- [入力資料]:
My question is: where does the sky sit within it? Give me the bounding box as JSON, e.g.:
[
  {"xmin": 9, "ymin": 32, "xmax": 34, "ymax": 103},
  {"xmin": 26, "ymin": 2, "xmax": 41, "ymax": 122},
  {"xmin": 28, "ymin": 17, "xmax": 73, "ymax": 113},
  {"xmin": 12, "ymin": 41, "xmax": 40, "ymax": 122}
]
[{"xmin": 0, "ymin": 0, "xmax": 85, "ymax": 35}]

...

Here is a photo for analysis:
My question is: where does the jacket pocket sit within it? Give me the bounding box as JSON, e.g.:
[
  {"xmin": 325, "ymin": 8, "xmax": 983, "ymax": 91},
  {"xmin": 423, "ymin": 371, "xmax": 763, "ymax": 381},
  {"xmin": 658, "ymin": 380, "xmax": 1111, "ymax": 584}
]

- [課題の目的]: 上の資料で、文字列「does」を含む行の数を答えなさい。数のみを書くこと。

- [結果]: 2